# [What is asked]
Identify every line below that contains the string "forest", and copy each one out in full. Matching is case-sensitive.

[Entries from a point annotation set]
§ §

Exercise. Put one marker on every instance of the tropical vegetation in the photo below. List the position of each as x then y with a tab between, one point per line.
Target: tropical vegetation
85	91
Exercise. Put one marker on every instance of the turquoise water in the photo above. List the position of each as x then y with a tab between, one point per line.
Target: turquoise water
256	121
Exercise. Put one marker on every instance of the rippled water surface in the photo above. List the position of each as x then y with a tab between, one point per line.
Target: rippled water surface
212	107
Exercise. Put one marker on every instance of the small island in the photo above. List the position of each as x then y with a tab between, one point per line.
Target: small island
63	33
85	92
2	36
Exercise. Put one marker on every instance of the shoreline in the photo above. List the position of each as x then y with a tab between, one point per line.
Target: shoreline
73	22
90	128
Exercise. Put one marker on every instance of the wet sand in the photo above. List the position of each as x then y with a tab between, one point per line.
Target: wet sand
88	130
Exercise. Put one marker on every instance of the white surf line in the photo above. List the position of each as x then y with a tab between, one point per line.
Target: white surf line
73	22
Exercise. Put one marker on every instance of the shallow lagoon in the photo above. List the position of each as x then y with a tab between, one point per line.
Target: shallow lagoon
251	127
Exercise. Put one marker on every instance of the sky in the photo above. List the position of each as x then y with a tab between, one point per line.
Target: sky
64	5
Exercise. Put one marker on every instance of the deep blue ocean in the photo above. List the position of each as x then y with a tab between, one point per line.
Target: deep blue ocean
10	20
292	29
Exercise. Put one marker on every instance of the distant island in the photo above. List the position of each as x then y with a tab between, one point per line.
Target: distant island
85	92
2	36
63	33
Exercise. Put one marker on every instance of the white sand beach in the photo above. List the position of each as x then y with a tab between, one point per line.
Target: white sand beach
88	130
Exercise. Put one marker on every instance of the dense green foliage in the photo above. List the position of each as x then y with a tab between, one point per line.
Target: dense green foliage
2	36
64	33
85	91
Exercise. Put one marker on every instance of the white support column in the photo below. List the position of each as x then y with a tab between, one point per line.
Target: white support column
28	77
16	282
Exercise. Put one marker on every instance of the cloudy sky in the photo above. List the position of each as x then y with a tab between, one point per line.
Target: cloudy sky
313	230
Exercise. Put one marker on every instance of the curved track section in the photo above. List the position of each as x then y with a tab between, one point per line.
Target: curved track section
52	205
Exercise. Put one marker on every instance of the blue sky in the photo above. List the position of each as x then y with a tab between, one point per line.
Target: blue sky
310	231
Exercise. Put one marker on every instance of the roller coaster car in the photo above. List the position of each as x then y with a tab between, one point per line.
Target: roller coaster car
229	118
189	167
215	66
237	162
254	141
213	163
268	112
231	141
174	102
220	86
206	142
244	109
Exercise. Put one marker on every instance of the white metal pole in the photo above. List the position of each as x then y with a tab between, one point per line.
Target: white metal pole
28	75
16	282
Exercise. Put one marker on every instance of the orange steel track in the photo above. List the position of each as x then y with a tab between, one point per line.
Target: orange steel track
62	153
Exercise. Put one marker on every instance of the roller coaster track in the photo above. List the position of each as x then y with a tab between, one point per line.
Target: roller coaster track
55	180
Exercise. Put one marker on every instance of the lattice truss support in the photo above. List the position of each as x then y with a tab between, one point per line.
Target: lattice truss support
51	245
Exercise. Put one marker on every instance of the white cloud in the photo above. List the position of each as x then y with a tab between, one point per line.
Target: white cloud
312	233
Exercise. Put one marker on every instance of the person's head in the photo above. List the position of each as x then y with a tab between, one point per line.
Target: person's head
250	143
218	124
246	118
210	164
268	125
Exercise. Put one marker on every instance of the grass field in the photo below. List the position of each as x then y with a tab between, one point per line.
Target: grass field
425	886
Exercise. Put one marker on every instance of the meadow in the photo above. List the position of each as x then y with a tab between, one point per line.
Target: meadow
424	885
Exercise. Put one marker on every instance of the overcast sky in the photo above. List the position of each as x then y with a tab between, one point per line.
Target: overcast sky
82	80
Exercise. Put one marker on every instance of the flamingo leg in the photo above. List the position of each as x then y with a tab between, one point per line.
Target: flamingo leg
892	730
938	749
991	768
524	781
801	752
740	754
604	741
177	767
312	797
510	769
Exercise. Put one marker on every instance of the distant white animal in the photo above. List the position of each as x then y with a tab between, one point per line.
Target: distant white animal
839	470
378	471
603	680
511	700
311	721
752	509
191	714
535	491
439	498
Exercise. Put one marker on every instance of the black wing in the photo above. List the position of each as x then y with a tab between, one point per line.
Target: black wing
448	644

§ §

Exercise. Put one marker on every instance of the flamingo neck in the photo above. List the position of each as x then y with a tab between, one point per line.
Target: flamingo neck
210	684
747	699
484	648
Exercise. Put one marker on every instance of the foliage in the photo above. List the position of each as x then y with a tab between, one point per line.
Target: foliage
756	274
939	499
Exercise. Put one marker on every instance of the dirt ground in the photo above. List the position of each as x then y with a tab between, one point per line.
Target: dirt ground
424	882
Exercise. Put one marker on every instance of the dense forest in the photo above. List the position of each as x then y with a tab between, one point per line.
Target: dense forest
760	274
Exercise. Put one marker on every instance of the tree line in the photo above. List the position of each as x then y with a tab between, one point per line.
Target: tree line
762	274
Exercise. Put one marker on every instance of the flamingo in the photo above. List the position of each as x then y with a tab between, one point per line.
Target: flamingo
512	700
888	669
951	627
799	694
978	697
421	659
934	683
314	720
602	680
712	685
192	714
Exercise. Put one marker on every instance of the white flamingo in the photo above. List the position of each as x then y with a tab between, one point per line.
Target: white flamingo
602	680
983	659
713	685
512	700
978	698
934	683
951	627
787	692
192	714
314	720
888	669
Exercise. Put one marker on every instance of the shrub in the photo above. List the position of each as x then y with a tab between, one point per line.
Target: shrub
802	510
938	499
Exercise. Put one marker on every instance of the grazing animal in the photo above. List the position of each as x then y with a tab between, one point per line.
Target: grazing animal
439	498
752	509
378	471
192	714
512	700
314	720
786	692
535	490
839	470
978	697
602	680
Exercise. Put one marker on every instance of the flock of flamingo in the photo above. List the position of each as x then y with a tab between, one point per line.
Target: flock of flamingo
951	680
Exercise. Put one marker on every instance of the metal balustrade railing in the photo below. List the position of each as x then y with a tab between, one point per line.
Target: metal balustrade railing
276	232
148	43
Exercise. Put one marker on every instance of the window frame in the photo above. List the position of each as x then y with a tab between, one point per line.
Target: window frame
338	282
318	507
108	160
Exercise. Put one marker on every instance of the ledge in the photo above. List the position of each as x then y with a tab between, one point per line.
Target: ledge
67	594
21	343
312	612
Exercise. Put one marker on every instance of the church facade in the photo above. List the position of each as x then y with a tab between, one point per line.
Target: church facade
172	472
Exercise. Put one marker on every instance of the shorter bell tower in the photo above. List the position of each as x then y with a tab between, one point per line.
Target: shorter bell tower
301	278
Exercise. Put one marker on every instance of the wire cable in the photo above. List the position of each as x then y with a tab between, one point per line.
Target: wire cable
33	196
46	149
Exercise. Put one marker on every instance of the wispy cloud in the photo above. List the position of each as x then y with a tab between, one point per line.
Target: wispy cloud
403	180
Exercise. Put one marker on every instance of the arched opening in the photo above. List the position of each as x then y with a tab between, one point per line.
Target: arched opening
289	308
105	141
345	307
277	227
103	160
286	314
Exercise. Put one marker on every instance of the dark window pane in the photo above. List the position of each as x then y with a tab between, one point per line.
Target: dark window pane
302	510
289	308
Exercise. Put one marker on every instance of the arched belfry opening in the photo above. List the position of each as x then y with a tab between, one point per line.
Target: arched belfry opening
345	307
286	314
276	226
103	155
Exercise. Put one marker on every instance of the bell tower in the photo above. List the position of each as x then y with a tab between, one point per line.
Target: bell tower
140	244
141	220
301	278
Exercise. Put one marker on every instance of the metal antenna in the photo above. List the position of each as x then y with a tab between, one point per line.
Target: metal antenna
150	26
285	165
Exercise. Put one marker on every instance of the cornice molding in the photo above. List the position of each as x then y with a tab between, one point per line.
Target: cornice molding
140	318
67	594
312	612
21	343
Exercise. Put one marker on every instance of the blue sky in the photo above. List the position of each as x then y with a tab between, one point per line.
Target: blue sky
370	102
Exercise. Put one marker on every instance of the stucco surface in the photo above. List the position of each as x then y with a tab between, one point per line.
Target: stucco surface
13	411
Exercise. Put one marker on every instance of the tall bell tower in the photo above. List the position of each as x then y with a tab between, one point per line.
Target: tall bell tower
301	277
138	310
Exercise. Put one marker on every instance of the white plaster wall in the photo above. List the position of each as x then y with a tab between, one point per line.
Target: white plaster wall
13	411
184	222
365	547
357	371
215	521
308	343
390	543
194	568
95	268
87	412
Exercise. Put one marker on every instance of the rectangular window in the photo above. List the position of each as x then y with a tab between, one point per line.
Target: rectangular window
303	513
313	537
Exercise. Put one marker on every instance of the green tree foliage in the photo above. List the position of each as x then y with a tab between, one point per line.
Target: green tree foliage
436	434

§ §

# [Exercise solution]
Exercise. Put one marker on every instance of the dense forest in the photo above. List the position of each as x then y with a tab between, one point per line.
Target: dense forest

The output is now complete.